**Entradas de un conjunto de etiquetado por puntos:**
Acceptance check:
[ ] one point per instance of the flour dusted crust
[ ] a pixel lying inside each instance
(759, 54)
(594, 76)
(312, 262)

**Objetivo:** Cita textualmente todas las entradas anteriores, línea por línea y sin cambiar nada.

**Ejercicio resuelto:**
Acceptance check:
[ ] one point per instance of the flour dusted crust
[ ] a pixel lying inside each instance
(759, 54)
(594, 76)
(312, 262)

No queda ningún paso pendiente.